SET TASK:
Copy every one of the records below word for word, leaving out the pictures.

AVAILABLE DATA:
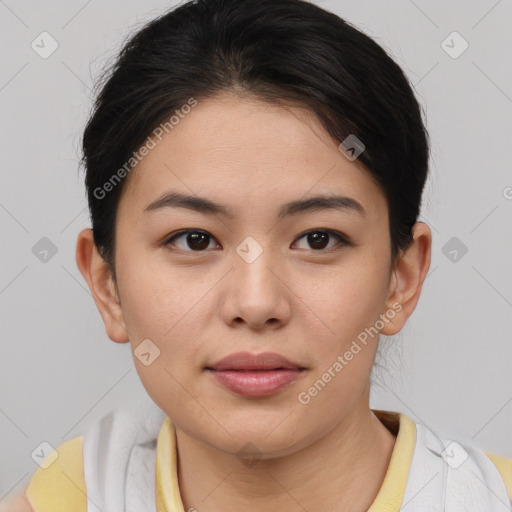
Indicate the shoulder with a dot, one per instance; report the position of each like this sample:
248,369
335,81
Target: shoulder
17,503
504,466
59,482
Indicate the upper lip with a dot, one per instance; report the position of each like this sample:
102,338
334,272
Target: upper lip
248,361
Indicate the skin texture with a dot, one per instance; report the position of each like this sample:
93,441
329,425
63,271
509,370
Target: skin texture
307,304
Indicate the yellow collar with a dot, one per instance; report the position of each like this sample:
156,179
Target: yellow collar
390,495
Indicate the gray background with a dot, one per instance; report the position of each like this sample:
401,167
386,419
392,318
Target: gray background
450,368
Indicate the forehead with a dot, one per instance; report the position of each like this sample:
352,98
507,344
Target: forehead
244,152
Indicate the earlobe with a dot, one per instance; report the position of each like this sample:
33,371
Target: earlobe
96,272
408,277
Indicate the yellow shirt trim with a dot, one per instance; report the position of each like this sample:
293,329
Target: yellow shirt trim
62,482
389,498
168,498
504,466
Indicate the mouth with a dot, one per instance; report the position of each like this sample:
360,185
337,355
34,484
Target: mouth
255,375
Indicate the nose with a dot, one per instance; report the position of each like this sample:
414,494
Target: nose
258,295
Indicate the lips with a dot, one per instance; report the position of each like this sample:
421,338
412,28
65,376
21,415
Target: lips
255,375
245,361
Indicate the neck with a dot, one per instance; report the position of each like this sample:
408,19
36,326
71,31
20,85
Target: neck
342,470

OUTPUT FOR THIS TASK:
Indicate the shoulder with a dot, one per instance; report the position of each like this sample:
248,369
335,81
Target: shoulder
17,503
504,466
59,482
Indicate the upper lip with a dot, one per instance; report the position of each like this sample:
102,338
334,272
Target: upper lip
248,361
Indicate the skin texture with a dot, one per instance; report the position of each like this sample:
93,441
329,425
63,271
509,370
Target: skin texture
307,304
Indicate the yellow collar with a dot, one per instance; report the position of each like this sample:
156,179
Target: yellow collar
390,495
Indicate the gray background with a dot, one per instance; report the position of each like this sample:
401,167
386,419
392,318
Target: gray background
450,368
Indicate the forehead with a dot, one per instance; report the position of each like this sample:
352,98
507,344
Target: forehead
244,152
Indicate the earlobe with a dot, one per instance; report the position of each like this sample:
33,371
Target: earlobe
96,272
408,277
Indicate the yellow shirt trim with a dot, one per instance; report the position of each like this sample:
293,329
Target: yellow shirt trim
62,482
389,498
168,498
504,466
Indicate the mouth with a dot, one per instance; report the position of each like this sample:
360,185
337,355
34,484
Target: mouth
255,375
Indicate the nose with a dot, one per instance; report the position of each like this sample:
414,494
Target: nose
258,295
Indicate the lips with a dot, one per instance; report the position of each like this sample:
421,338
412,28
65,376
21,415
Target: lips
255,375
245,361
Indicate the neck with a dot, one per instance; report the position of each like this sample:
408,19
36,326
71,31
20,85
Target: neck
342,470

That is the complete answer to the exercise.